**TEXTE FOURNI**
L’Allemagne voudrait persuader à l’étranger que la germanisation de l’Alsace est accomplie grâce à la victoire de la culture allemande. Et c’est justement parmi les Allemands qu’elle trouve les démentis les plus catégoriques.

En 1909, M. Werner Wittich, professeur à l’Université de Strasbourg et Allemand, publiait un article (ensuite réuni en brochure) qui, sous le titre : Civilisation et patriotisme en Alsace, faisait sensation. M. Wittich avoue d’abord que les efforts tentés par l’administration allemande pour germaniser l’Alsace ont été bien peu efficaces, car le penchant des Alsaciens pour la France demeure une piété filiale analogue à l’amour de l’enfant pour ses parents. Après trente-huit ans de domination allemande, le sentiment patriotique allemand manque complètement en Alsace. Jusque dans la masse populaire, la culture française, spécialement la langue, gardent un grand prestige ; de même, la culture des sens (M. Wittich entend par cette expression tout ce qui touche à l’éducation, au savoir-vivre et aux arts) et les vues politiques et sociales sont encore absolument françaises. Quant à la bourgeoisie et aux notables, leur culture n’a presque pas subi de modifications. Dès lors, comme dans le peuple entier la culture des sens et l’esprit démocratique de la France ont poussé de profondes racines, comme enfin la vie entière de la population et de l’État s’est imprégnée d’esprit particulariste, on peut prévoir que, pendant un temps illimité encore, l’Alsace opposera nettement sa culture mixte ou française à la culture allemande.

La France avait toujours porté, au plus haut point, respect à cette individualité alsacienne. Il faut rendre cette justice à M. Wittich qu’il comprend et honore cette piété filiale de l’Alsace reconnaissante envers la France et qu’il blâme le régime d’oppression que tant d’autres Allemands préconisent pour la germaniser.

M. Wittich voit bien comment les grandes guerres nationales de la Révolution et de l’Empire ont amené à son complet développement le patriotisme français des Alsaciens ; mais, ironiquement, il ne voit pas que l’inauguration du Haut-Kœnigsbourg restauré ou le raid aérien du Zeppelin au-dessus de Strasbourg puisse produire sur l’esprit alsacien une impression comparable à la prise de la Bastille ou aux victoires des armées républicaines et impériales. Il demande donc qu’au lieu de toujours traiter l’Alsace comme un glacis, on lui accorde un régime de tolérance et de liberté : vouloir imposer à un peuple une culture dont il ne veut pas est aussi impossible que de lui imposer une foi religieuse qui répugne à ses sentiments intimes. « Peut-être, dit-il, un jour viendra où, la guerre éclatant, le patriotisme allemand s’éveillera dans le cœur de l’Alsacien, ainsi que s’éveilla en lui le patriotisme français dans le tonnerre de la bataille il y a cent vingt ans, — mais encore faudra-t-il qu’il ne soit pas obligé de marcher contre son ancienne patrie, et il est difficile d’imaginer une grande guerre où la France ne serait pas du côté des adversaires de l’Allemagne… Alors, il faut attendre la germanisation d’une longue paix, des intérêts communs, de l’existence commune… Si elle ne pouvait naître que de l’unité de culture, le siècle s’écoulerait avant que l’Alsacien ait appris à voir dans l’Allemagne une patrie. »

**LISTE DES DONNÉES**
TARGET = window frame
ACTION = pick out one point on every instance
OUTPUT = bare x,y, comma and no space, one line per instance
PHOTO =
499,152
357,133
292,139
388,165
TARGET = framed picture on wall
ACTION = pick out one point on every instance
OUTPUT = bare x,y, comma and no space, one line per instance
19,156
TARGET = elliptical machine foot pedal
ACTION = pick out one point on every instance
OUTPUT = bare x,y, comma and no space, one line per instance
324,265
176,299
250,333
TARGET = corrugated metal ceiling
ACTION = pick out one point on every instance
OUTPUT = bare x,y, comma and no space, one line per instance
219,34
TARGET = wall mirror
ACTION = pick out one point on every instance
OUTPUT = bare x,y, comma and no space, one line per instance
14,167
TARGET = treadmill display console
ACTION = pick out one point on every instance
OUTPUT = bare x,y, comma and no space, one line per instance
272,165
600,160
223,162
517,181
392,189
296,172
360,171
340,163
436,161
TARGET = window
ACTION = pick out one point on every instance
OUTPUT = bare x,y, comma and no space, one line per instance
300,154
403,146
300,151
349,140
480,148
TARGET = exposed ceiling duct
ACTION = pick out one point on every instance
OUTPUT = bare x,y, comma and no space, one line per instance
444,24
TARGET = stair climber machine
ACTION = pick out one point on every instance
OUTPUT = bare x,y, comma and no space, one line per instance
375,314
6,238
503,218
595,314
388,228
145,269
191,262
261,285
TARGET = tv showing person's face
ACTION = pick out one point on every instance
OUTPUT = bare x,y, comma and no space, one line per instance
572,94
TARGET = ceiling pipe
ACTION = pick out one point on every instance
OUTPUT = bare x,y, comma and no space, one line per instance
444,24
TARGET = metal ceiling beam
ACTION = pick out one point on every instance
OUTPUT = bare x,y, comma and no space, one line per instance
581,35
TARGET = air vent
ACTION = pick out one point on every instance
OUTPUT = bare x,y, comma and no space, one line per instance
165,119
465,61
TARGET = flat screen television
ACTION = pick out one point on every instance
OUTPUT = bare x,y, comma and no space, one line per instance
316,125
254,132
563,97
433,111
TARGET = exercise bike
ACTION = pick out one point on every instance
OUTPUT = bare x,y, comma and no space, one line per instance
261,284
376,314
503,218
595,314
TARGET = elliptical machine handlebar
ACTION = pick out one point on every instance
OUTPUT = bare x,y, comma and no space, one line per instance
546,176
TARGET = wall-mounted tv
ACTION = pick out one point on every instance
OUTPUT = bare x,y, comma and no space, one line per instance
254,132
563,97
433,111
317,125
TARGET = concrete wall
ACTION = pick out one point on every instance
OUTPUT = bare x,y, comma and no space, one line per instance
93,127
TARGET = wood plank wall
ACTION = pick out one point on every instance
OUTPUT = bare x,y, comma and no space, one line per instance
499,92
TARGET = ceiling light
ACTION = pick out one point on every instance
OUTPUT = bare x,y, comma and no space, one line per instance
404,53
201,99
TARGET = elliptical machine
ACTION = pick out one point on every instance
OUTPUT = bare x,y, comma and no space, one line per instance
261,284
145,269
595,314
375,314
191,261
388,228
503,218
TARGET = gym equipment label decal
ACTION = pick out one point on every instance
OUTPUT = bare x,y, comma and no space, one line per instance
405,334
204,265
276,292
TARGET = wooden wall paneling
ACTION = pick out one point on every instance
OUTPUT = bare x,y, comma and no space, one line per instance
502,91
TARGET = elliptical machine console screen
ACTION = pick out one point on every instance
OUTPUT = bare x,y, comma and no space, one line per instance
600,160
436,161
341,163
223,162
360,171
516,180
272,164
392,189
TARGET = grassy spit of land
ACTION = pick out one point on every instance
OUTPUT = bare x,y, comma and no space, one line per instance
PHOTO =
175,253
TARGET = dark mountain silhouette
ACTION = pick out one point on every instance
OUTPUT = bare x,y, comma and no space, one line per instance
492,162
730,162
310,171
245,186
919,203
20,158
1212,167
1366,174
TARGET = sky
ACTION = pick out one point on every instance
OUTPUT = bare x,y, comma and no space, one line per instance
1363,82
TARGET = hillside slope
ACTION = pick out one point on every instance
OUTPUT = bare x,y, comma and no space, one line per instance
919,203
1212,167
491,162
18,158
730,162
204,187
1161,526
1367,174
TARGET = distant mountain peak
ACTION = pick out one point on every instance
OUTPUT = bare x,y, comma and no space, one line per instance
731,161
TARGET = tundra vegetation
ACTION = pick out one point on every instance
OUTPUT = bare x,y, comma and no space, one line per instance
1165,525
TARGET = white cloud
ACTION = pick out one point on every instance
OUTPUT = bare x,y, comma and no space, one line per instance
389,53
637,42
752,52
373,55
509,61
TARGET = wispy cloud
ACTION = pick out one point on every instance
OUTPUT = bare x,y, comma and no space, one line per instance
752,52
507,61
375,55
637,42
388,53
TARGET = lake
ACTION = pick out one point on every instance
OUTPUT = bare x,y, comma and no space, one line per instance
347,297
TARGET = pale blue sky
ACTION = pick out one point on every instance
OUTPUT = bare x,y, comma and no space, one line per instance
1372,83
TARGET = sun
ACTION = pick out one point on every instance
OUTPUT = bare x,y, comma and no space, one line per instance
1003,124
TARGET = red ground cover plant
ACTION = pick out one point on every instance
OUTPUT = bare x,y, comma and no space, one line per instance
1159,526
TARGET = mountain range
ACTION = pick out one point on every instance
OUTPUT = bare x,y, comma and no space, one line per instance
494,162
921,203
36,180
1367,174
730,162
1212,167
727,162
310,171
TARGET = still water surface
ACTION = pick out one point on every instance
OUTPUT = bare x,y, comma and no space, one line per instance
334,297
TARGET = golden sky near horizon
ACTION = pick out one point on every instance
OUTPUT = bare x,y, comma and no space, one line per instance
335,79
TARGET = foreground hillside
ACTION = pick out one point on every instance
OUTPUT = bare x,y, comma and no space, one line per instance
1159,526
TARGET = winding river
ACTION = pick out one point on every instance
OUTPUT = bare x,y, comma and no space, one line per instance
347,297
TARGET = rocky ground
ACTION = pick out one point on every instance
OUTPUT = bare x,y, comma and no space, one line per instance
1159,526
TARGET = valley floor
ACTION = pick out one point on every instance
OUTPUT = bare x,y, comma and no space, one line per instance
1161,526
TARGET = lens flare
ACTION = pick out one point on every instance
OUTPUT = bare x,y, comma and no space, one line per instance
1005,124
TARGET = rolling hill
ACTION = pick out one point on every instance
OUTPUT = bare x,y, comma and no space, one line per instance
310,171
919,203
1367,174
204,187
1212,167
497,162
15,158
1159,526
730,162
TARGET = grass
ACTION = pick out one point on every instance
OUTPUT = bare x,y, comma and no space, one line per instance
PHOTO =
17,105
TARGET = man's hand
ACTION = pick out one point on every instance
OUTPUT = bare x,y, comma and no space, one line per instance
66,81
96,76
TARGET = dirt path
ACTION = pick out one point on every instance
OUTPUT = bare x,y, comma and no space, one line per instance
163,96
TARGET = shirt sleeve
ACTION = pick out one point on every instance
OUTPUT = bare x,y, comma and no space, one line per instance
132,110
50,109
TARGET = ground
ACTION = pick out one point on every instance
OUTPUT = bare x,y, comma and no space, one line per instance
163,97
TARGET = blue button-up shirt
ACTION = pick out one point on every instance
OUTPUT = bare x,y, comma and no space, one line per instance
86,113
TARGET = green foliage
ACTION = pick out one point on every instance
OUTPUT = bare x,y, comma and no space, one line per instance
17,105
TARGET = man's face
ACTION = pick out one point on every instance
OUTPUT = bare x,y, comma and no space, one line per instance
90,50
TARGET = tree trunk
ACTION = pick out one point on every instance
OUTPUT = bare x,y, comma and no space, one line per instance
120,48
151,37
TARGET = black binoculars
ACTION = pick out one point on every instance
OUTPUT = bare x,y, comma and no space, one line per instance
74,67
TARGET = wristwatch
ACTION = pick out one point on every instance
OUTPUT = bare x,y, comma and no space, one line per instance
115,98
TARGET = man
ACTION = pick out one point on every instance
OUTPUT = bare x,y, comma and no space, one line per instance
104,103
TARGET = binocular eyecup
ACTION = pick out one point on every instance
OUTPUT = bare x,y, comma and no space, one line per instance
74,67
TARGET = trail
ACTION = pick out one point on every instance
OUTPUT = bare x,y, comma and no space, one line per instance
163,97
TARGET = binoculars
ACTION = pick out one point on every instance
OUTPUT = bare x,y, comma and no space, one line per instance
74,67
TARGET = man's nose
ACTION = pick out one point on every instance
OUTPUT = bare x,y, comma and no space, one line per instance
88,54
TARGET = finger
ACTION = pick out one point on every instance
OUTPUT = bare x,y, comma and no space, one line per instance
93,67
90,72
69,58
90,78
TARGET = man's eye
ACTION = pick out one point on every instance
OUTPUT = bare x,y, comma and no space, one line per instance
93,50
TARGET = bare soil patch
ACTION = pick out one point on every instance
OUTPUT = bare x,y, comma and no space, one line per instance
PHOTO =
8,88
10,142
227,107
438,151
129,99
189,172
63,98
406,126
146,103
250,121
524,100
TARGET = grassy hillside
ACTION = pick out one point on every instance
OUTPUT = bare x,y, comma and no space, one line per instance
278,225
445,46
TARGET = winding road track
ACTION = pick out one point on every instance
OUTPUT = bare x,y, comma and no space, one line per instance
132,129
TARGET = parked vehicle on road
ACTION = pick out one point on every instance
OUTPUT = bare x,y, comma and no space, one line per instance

**ÉNONCÉ DE L’EXERCICE**
Recopiez le passage du texte sur l’Alsace qui va de « La France avait » à « pour la germaniser. », en renommant « individualité » en « originalité ».

**RÉPONSE AU PROBLÈME**
La France avait toujours porté, au plus haut point, respect à cette originalité alsacienne. Il faut rendre cette justice à M. Wittich qu’il comprend et honore cette piété filiale de l’Alsace reconnaissante envers la France et qu’il blâme le régime d’oppression que tant d’autres Allemands préconisent pour la germaniser.